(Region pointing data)
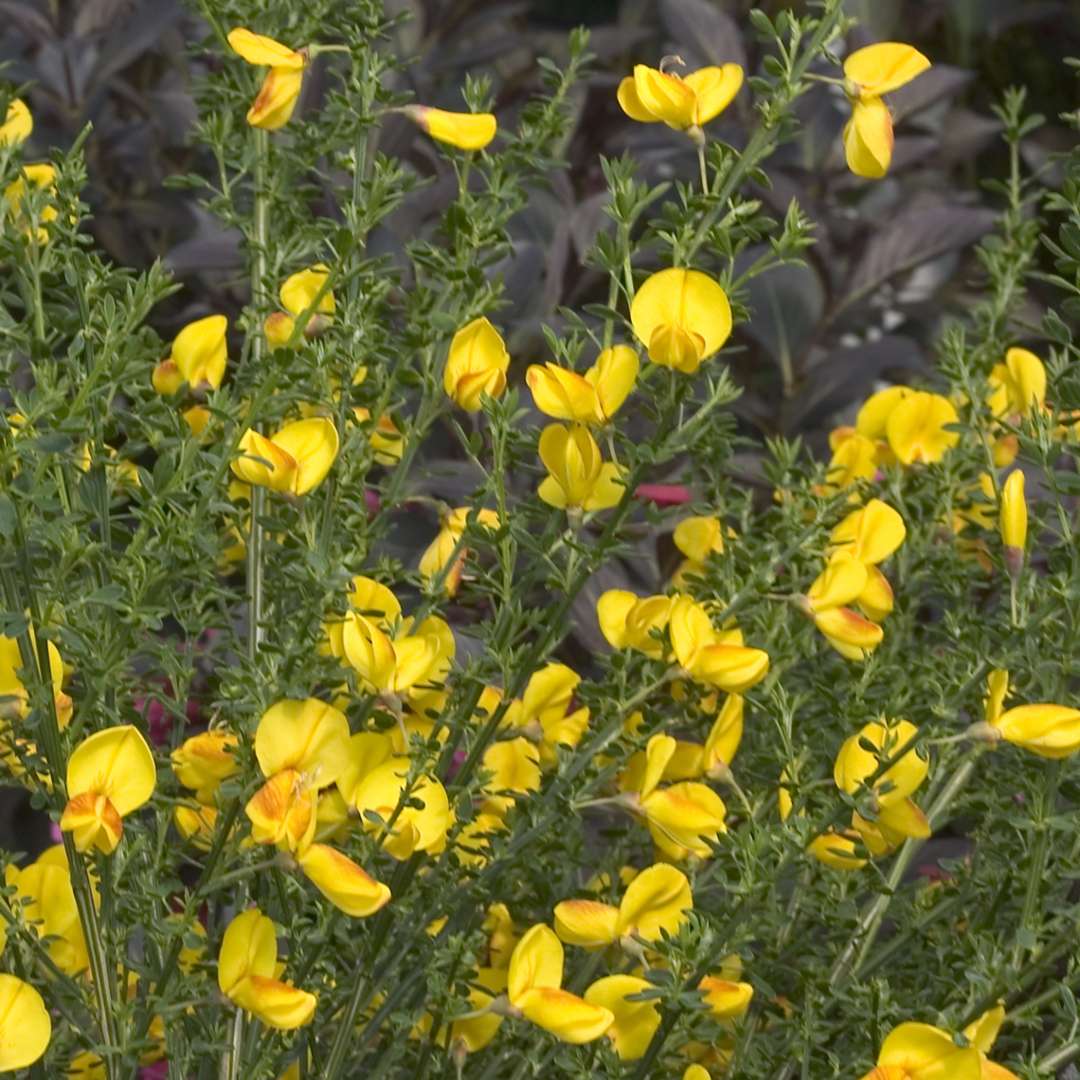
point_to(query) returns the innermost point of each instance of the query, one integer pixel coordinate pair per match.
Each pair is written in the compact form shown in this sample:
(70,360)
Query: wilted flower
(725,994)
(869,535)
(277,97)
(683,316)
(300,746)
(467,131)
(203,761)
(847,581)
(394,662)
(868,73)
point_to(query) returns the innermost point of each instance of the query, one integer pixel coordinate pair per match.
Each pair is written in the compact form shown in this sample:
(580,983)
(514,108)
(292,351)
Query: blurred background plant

Task instructions: Repeat, exactly and in full, every entry in the data, but not the pictures.

Exercise solution:
point_to(query) returns the innermost point of each instance of the query, one integer pixel coordinate pair per match.
Each pair is written in the compact form shown in this sample:
(70,360)
Query: wilted flower
(725,994)
(869,535)
(277,97)
(683,316)
(300,746)
(467,131)
(203,761)
(847,581)
(394,662)
(868,73)
point_to(query) returns the innermost point of each instance of the query, one integer pixel coordinate pair per match.
Each pair is written in the compact form shown in this sample:
(580,983)
(514,108)
(292,351)
Query: blurred background plant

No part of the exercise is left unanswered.